This fact sheet supports the ‘Thinking about a soil carbon project?’ webinar, delivered as part of ‘Soil carbon capacity building resources for farmers and advisors’ project, proudly supported by NSW DCCEEW.

Watch the webinar

In this webinar Dr Karl Andersson, NSW DPIRD, with Brian Murphy, NSW Soil Knowledge Network, considers and interprets the landscape and soil data to understand and inform soil carbon potential.

Key messages

  • Soil Organic Carbon (SOC) = the organic carbon component of soil organic matter.
  • Essential to know initial levels of SOC and how they relate to expected levels of SOC for a range of land types and management practices.
  • Most SOC changes occur in the top 30 cm of the soil profile.
  • Increases in SOC require the input of biomass into the soil either from plants by photosynthesis, or from organic amendments (expensive).
  • Decomposition of SOC in soil is continuous and therefore the increase in SOC and the maintenance of SOC requires the continual input of biomass into the soil.
  • Increases in SOC in soils do reach an equilibrium level (also referred to as the soil organic carbon storage ceiling) depending on a number of factors. The time to reach the equilibrium depends on the difference in SOC between the initial SOC level and the equilibrium level of SOC which is determined by the balance between annual inputs of biomass and decomposition rates of SOC. This is influenced by the climate, soil type and land management practices. 
A soil core from a pasture paddock shows the soil depth from 0 to 30cm.
Soil Sample 0 to 30cm depth from a pasture paddock (Source: Felicity Harrop)

Measuring soil organic carbon

  • Soil organic matter includes carbon (57%), oxygen. hydrogen, nitrogen, sulphur, phosphorus and small amounts of several other elements. Soil organic carbon is the component that is measured in the laboratory.

------

- [Task set]:
(1) From the soil carbon fact sheet, quote the passage starting with "This fact sheet" and going on through "by NSW DCCEEW.".
(2) Extend the soil carbon fact sheet, picking up after its last sentence.
The records are separate material with no connection to the soil carbon fact sheet.

- [Given records]:
------

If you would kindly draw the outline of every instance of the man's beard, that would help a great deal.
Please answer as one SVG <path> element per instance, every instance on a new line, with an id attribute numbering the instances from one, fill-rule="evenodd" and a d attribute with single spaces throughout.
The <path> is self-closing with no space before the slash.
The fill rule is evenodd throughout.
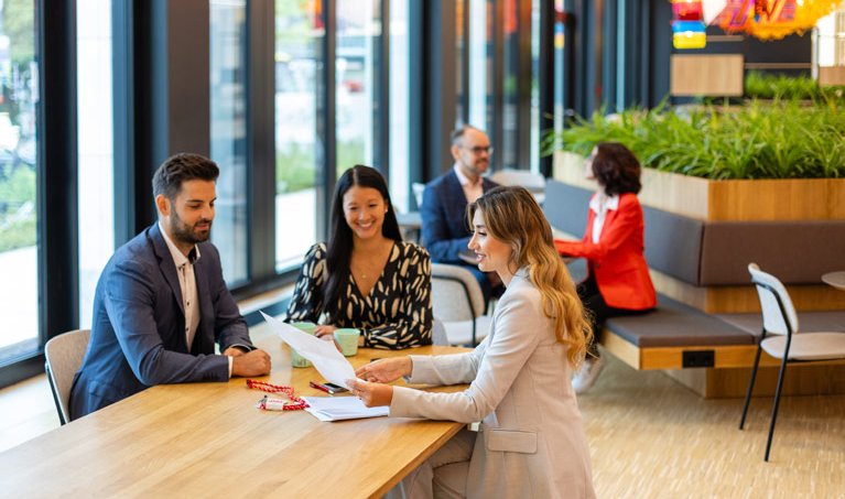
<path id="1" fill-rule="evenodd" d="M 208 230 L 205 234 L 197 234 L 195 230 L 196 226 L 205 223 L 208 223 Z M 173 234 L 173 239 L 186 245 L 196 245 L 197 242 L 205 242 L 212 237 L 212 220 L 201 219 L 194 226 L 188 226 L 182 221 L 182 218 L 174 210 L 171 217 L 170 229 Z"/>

------

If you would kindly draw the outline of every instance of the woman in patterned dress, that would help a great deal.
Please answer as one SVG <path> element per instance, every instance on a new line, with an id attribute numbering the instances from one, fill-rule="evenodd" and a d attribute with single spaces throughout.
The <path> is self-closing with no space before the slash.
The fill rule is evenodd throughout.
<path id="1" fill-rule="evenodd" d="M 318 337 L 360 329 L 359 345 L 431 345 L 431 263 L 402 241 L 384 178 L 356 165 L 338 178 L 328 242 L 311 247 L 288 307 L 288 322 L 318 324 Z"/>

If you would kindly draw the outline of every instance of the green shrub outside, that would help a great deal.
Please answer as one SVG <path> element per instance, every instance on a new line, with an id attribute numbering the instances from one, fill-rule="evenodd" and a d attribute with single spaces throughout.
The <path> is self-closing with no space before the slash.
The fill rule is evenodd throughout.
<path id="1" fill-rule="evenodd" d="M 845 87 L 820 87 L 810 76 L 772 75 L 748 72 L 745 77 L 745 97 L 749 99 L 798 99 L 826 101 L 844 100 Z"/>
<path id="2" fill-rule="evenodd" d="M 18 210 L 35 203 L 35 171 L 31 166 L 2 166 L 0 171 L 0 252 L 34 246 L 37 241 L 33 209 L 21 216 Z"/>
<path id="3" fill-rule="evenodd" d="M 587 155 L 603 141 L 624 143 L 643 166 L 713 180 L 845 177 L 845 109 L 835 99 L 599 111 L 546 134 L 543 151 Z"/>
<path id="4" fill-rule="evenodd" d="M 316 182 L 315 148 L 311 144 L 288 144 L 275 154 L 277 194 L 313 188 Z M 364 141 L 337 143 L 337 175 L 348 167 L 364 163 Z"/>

------

- [Results of the tasks]:
(1)
This fact sheet supports the ‘Thinking about a soil carbon project?’ webinar, delivered as part of ‘Soil carbon capacity building resources for farmers and advisors’ project, proudly supported by NSW DCCEEW.

(2)
  • SOC % = grams of organic carbon / 100 g of air-dry soil.
  • Soil organic carbon stocks (SOCm) – mass of SOC / ha/depth (usually 30 cm).
    SOCm = SOC% x bulk density x soil depth x gravel correction (t/ha/depth).

Note, it is necessary to know the soil bulk density and gravel content to estimate the soil organic carbon stocks.

Soil organic carbon and soil condition/soil health

Soil organic carbon influences a range of soil properties: 

  • chemical – buffers pH, binds heavy metals
  • physical – improves soil structure stability, water holding capacity, buffers soil temperature
  • biological health – energy for biological processes, nutrient stores and cycling, resilience.

Improved soil health/soil condition by increasing levels of SOC% is potentially valuable, increasing soil productivity

  • Historically, the original levels of SOC under native vegetation have been reduced under agriculture, and especially under cropping. Some recovery is possible with modern, improved land management practices, especially under pasture.
  • Recently, various projects on soil organic carbon have identified how much soil organic carbon can be stored in soils in a range of different soils and climatic zones using common land management systems (Chan et al. 2011; Baldock et al. 2013).
  • SOC in soils is dynamic and behaves as a bucket with biomass coming in and SOC being continuously decomposed. Increases in SOC require a continual input to balance the output by decomposition.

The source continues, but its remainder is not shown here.